[start]

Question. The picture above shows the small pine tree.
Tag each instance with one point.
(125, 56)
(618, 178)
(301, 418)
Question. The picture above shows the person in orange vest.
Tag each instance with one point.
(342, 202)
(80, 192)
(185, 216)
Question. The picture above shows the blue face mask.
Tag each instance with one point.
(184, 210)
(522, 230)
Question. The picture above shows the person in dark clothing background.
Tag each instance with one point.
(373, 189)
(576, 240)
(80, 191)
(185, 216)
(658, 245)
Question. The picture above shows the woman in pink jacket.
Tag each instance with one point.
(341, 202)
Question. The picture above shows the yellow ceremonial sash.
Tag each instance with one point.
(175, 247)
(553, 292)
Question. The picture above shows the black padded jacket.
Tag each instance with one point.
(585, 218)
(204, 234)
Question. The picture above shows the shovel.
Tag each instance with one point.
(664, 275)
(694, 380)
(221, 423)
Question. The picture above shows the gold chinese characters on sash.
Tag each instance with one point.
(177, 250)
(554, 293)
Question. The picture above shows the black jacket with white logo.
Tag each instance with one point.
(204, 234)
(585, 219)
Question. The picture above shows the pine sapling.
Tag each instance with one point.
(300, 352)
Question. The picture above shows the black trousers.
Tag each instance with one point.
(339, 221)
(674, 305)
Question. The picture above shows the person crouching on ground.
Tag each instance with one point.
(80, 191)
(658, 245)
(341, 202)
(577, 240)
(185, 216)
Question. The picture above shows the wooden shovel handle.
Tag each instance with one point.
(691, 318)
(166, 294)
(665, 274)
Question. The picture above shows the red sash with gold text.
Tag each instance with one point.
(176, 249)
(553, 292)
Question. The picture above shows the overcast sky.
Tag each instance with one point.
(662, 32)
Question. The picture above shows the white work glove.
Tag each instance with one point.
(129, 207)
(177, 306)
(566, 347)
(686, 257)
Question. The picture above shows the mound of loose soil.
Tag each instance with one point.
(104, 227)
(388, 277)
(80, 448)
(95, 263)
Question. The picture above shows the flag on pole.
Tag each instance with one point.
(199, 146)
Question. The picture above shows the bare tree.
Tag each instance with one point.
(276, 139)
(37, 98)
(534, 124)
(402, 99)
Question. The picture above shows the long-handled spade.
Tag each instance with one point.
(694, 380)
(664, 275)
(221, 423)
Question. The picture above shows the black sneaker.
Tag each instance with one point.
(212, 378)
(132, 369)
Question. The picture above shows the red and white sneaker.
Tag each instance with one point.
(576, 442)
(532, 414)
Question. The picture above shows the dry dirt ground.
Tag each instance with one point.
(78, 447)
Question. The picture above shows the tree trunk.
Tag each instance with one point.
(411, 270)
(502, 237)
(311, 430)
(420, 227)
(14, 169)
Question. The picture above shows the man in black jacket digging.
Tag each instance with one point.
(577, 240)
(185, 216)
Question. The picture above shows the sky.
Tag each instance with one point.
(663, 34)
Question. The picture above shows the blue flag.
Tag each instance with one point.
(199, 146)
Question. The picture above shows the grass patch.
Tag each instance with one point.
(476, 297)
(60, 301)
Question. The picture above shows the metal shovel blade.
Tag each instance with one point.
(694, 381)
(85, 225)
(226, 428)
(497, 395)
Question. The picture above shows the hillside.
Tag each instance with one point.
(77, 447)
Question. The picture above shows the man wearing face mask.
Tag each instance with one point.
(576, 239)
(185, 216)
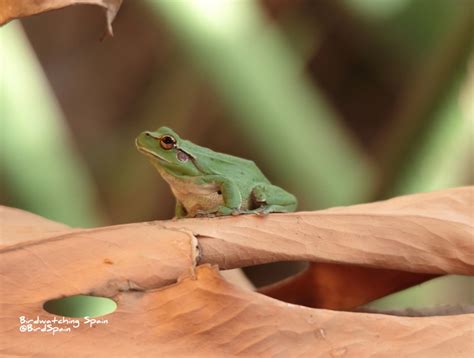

[end]

WHAT YOU SHOULD DO
Can you rewrite the rows from the line with "Question. The picture above shows the man in" up to and including the last line of the rows, replacing "shovel" with "spade" and changing nothing else? Leave the pictures out.

RESULT OF THE EXERCISE
Question. The picture above shows the man in black jacket digging.
Tag each instance with one point.
(577, 240)
(185, 216)
Question. The picture above shows the sky.
Tag each instance with one point.
(663, 34)
Question. The picture above shows the blue flag.
Tag each instance with one point.
(199, 146)
Question. The picture above shows the grass patch.
Tag each instance with one point.
(476, 297)
(60, 301)
Question. The picture above shows the metal spade blade.
Tag each instance with one point.
(694, 381)
(85, 225)
(226, 428)
(497, 395)
Question. The picture above shows the hillside.
Tag each instance with one point.
(77, 447)
Question. The picture above shows the man wearing face mask.
Tag each instance with one point.
(576, 239)
(185, 216)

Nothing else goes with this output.